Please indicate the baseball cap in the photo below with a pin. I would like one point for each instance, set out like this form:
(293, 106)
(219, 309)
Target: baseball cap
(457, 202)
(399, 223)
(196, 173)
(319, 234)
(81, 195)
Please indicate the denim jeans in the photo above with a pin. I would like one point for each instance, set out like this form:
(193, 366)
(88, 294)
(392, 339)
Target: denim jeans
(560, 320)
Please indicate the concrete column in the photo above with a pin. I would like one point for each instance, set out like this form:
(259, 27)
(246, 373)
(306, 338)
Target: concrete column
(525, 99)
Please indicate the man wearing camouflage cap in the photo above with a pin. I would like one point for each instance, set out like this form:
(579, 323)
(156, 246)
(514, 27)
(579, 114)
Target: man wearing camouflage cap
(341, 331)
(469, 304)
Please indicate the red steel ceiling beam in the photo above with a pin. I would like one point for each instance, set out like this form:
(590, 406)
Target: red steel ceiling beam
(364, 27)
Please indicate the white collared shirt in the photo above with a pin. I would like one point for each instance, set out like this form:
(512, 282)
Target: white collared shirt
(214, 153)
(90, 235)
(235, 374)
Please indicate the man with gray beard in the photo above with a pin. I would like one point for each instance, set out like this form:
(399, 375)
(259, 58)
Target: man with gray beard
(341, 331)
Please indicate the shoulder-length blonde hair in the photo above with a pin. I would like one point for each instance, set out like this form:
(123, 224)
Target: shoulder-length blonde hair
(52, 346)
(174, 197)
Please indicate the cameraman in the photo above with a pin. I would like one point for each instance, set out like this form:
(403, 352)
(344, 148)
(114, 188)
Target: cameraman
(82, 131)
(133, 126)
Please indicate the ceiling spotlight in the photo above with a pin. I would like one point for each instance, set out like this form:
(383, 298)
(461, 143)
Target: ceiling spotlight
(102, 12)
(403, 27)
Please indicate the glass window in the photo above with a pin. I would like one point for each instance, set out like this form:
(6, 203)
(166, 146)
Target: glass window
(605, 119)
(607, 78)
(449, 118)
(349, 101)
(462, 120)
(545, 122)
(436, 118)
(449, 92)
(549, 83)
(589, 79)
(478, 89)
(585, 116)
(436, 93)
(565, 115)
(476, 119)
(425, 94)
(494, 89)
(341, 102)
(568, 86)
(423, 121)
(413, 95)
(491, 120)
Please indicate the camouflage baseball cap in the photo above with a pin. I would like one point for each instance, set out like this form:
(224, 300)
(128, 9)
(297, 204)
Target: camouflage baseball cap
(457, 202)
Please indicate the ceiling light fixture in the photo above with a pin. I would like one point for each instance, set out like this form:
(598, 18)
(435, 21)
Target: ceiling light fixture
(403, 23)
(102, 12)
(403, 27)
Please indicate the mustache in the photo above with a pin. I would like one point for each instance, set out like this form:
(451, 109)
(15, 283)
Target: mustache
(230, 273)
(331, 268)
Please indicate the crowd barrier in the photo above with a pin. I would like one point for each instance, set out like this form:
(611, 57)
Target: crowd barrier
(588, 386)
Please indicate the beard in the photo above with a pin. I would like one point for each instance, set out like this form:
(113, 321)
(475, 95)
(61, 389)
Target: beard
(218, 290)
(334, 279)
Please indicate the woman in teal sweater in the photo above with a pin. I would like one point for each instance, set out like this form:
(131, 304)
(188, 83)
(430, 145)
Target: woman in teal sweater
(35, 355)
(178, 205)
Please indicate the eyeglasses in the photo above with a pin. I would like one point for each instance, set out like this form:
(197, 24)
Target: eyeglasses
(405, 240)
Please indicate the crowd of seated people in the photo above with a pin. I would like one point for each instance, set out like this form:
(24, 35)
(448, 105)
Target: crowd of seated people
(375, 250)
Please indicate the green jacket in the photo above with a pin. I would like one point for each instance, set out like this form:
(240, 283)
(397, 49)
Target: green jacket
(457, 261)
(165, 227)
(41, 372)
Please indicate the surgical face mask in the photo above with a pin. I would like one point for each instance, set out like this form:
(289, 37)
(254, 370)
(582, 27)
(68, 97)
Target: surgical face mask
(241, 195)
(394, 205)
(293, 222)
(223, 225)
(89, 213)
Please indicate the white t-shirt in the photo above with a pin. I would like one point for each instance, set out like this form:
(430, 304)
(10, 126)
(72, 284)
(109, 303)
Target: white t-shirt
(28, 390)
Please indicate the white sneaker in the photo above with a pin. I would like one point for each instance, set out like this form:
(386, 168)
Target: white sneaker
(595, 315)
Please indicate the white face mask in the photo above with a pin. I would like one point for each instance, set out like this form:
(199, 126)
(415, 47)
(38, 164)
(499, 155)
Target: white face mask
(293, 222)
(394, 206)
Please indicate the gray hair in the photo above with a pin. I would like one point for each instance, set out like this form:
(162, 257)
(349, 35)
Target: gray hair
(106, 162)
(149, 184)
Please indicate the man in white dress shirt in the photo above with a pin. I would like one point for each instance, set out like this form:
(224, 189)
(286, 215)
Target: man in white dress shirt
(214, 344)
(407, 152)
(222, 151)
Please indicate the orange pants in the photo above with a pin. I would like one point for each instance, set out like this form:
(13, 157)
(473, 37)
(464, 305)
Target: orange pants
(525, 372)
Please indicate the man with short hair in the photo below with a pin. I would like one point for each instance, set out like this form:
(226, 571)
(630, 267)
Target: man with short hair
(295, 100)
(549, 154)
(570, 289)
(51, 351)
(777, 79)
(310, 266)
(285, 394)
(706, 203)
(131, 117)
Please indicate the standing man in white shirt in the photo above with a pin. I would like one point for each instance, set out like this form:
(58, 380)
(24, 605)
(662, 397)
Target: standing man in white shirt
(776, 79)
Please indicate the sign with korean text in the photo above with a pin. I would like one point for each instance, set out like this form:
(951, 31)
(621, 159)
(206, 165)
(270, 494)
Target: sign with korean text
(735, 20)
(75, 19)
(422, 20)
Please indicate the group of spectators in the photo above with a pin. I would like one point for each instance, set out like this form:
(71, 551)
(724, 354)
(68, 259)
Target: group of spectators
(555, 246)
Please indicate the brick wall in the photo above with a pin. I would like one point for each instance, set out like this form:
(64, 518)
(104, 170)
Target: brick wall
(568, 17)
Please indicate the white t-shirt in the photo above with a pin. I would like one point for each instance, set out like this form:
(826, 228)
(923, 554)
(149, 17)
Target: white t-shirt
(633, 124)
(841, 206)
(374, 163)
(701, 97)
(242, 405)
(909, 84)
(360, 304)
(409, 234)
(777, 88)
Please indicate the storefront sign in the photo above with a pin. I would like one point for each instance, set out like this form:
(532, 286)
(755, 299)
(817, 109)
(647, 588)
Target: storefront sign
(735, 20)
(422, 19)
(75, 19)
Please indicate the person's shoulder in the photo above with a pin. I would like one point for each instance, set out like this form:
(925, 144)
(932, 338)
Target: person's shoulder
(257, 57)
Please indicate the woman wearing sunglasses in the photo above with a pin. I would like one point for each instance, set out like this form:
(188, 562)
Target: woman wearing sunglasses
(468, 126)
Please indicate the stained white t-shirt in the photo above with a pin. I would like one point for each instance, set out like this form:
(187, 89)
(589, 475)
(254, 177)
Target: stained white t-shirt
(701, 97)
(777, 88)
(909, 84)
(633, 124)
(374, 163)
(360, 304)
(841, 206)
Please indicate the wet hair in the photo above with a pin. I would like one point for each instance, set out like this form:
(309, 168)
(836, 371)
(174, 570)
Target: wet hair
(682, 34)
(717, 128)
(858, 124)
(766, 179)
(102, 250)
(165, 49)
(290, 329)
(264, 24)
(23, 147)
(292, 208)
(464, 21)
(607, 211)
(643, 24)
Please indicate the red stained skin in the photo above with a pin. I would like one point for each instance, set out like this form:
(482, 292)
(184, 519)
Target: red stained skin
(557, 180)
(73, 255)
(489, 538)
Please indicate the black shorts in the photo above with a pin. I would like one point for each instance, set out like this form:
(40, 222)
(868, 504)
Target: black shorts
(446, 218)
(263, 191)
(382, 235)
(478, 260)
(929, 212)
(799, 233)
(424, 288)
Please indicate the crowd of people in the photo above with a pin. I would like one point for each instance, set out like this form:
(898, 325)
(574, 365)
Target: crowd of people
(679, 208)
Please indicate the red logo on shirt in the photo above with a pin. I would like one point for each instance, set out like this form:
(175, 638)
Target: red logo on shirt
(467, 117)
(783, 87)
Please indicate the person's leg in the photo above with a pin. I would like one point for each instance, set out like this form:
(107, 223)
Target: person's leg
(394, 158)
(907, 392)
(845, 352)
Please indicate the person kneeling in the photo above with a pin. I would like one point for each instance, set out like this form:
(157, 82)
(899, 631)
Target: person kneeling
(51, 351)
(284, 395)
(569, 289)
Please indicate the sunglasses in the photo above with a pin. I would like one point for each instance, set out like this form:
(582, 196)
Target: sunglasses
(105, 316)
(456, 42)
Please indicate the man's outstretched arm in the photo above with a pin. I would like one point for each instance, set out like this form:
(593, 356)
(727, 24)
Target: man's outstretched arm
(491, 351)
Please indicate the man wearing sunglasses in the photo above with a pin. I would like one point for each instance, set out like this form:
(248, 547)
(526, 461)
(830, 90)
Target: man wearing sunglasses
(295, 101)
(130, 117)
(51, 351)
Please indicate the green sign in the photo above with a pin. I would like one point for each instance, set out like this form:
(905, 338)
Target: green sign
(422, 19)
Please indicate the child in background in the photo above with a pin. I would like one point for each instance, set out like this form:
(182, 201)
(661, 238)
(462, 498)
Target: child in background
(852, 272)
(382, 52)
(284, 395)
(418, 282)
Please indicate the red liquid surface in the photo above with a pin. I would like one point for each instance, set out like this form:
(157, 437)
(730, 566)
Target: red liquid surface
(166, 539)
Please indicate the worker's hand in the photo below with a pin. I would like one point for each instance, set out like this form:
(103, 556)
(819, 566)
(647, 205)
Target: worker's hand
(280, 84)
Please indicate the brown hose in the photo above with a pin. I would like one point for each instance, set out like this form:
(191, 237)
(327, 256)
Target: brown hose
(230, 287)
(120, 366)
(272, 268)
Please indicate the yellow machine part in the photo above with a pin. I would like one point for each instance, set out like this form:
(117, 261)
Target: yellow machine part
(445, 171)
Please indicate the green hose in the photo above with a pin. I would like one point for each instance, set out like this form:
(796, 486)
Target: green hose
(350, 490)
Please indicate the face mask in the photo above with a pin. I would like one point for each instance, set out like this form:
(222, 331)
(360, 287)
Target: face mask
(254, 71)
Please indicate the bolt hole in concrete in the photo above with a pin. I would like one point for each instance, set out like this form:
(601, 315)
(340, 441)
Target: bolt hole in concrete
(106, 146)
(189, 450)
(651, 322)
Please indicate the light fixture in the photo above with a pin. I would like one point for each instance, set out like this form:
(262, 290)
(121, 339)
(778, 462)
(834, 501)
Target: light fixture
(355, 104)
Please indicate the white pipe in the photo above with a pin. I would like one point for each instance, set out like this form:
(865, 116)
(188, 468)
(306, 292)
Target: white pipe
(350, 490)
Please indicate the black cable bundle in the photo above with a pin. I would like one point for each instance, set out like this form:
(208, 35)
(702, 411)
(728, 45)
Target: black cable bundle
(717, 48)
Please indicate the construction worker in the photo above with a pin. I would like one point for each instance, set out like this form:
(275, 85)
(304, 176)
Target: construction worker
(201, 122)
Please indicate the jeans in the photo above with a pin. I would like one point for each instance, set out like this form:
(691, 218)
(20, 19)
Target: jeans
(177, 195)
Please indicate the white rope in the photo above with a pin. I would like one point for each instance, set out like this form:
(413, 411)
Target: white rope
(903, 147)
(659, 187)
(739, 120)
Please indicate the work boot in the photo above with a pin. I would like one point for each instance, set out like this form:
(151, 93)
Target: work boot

########

# Try it:
Your reply is to repeat, unchanged, the lines above running from the one with "Please indicate the concrete" up to and including the one with "Please indicate the red steel".

# Reply:
Please indicate the concrete column in the photo above with a pin. I would like one point for each instance, set out like this form:
(259, 27)
(246, 373)
(306, 338)
Target: concrete column
(525, 99)
Please indicate the man wearing camouflage cap in the photo above with a pin. I would like one point for each instance, set out like this form:
(579, 323)
(156, 246)
(514, 27)
(579, 114)
Target: man wearing camouflage cap
(341, 331)
(469, 304)
Please indicate the red steel ceiling beam in the photo above with a pin. I would like one point for each instance, set out like this form:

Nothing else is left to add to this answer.